Tâche a: Pour chacun des énoncés suivants, indiquez par oui ou par non s'il concorde avec le texte sur les œuvres musicales inachevées, et citez à l'identique les mots du texte qui tranchent. (i) Süssmayr a terminé les neuf mouvements incomplets du Requiem de Mozart. (ii) Anthony Payne a assemblé les croquis de la Symphonie n°3 d'Elgar en 1991. (iii) À la mort de Mahler, deux mouvements de sa Symphonie n°10 avaient une orchestration presque complète.

Bloc de texte:

_ _ _ _ _ _ _

À l'époque de la musique classique, toutes les compositions étaient esquissées sur des manuscrits — la technologie d'enregistrement de la musique n'existait pas. Souvent, ces manuscrits étaient grossièrement esquissés, avec un travail de rédaction griffonné au-dessus de la musique, et ont été trouvés dans des piles non ordonnées. De nombreuses symphonies inachevées ont été reconstituées par d'autres compositeurs à partir de ces manuscrits originaux, après la mort de l'auteur original, certaines étant restées inachevées pendant plusieurs décennies. Un des exemples les plus célèbres est la Symphonie n° 8 en si mineur de Franz Schubert, ou comme on l'appelle plus communément, la Symphonie inachevée. Une autre œuvre de musique classique inachevée célèbre est le Requiem de Wolfgang Amadeus Mozart, célèbre en partie en raison des nombreux mythes et légendes entourant sa création, et en partie en raison du prestige de Mozart. Au moment de sa mort, Mozart n'avait entièrement orchestré que le premier mouvement, laissant neuf autres mouvements dans différents états d'achèvement. Franz Xaver Süssmayr, une connaissance de Mozart, a terminé les neuf mouvements incomplets et en a écrit quatre autres. La Symphonie n°10 de Gustav Mahler était inachevée à la mort du compositeur, avec seulement des ébauches, des croquis et deux mouvements à l'orchestration presque complète. Plusieurs compositeurs en ont fait une version finalisée avec plus ou moins de succès, la plus notable étant celle de Deryck Cooke[30].

L'Art de la fugue de J. S. Bach s'interrompt brusquement lors du Contrapunctus XIV.

Certaines compositions sont finies « dans le style » du compositeur original, par un compositeur très familier avec son œuvre, adoptant le même style d'écriture et continuant sur la même tonalité musicale. L'Art de la Fugue de Johann Sebastian Bach, composition brusquement interrompue au cours du Contrapunctus XIV, probablement peu de temps avant la mort du compositeur, a été publiée pour la première fois au milieu du XVIIIe siècle. De nombreuses reconstructions ont été écrites, mais, en 1991, Zoltán Göncz a utilisé la forme d'une fugue de permutation de manière à formuler des hypothèses plus rigoureuses quant à la structure de la Fugue qui aurait dû suivre[31],[32],[33],[34] Sir Edward Elgar composait une Symphonie n°3 à la fin de sa vie et a laissé 130 pages de croquis. En 1998, à l'initiative de la BBC, Anthony Payne a assemblé ces croquis dans un ordre cohérent, complété les segments manquants, puis orchestré l'ensemble dans le style d'Elgar ; sa reconstruction de l'œuvre a été jouée à plusieurs reprises avec un grand succès[35].

_ _ _ _ _ _ _

Jeu de données:
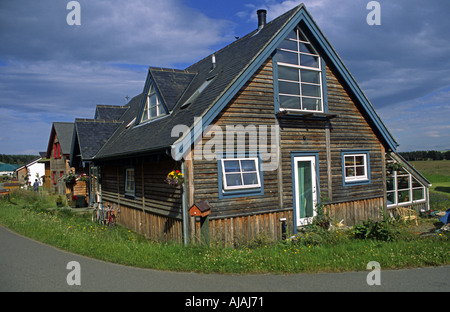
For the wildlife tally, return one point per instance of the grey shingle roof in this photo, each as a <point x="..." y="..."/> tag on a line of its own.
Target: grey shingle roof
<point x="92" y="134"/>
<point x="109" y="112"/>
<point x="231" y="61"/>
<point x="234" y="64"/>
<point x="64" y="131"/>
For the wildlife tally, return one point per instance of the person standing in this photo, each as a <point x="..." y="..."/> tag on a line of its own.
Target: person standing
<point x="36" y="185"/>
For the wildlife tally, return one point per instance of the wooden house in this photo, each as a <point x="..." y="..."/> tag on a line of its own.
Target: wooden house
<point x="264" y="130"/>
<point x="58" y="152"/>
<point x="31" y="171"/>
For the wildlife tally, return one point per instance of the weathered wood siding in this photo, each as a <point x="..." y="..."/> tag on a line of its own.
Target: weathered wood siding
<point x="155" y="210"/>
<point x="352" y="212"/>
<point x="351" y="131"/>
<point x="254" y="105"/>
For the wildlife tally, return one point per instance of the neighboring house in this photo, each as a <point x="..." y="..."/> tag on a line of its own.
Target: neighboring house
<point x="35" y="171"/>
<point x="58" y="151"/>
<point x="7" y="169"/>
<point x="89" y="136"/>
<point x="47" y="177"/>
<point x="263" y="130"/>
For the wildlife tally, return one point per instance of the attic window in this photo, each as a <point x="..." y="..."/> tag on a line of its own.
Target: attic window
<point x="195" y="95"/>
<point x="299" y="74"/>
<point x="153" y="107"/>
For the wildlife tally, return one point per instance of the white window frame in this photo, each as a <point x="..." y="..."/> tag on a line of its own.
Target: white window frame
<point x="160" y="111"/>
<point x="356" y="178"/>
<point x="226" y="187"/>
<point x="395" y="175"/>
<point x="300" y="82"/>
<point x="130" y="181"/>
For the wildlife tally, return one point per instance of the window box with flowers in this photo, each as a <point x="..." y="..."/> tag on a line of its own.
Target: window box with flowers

_ _ _ _ _ _ _

Tâche b: Réécrivez en liste JSON de chaînes, à raison d'une chaîne par ligne et sans les lignes vides, le passage des enregistrements qui va de la ligne contenant "of the weathered" jusqu'à la fin des enregistrements, bornes comprises.

Réponse finale a:
(i) Oui : « Franz Xaver Süssmayr, une connaissance de Mozart, a terminé les neuf mouvements incomplets et en a écrit quatre autres. »
(ii) Non : « En 1998, à l'initiative de la BBC, Anthony Payne a assemblé ces croquis dans un ordre cohérent »
(iii) Oui : « avec seulement des ébauches, des croquis et deux mouvements à l'orchestration presque complète »

Réponse finale b:
[
  "For the wildlife tally, return one point per instance of the weathered wood siding in this photo, each as a <point x=\"...\" y=\"...\"/> tag on a line of its own.",
  "Target: weathered wood siding",
  "<point x=\"155\" y=\"210\"/>",
  "<point x=\"352\" y=\"212\"/>",
  "<point x=\"351\" y=\"131\"/>",
  "<point x=\"254\" y=\"105\"/>",
  "For the wildlife tally, return one point per instance of the neighboring house in this photo, each as a <point x=\"...\" y=\"...\"/> tag on a line of its own.",
  "Target: neighboring house",
  "<point x=\"35\" y=\"171\"/>",
  "<point x=\"58\" y=\"151\"/>",
  "<point x=\"7\" y=\"169\"/>",
  "<point x=\"89\" y=\"136\"/>",
  "<point x=\"47\" y=\"177\"/>",
  "<point x=\"263\" y=\"130\"/>",
  "For the wildlife tally, return one point per instance of the attic window in this photo, each as a <point x=\"...\" y=\"...\"/> tag on a line of its own.",
  "Target: attic window",
  "<point x=\"195\" y=\"95\"/>",
  "<point x=\"299\" y=\"74\"/>",
  "<point x=\"153\" y=\"107\"/>",
  "For the wildlife tally, return one point per instance of the white window frame in this photo, each as a <point x=\"...\" y=\"...\"/> tag on a line of its own.",
  "Target: white window frame",
  "<point x=\"160\" y=\"111\"/>",
  "<point x=\"356\" y=\"178\"/>",
  "<point x=\"226\" y=\"187\"/>",
  "<point x=\"395\" y=\"175\"/>",
  "<point x=\"300\" y=\"82\"/>",
  "<point x=\"130\" y=\"181\"/>",
  "For the wildlife tally, return one point per instance of the window box with flowers in this photo, each as a <point x=\"...\" y=\"...\"/> tag on a line of its own.",
  "Target: window box with flowers"
]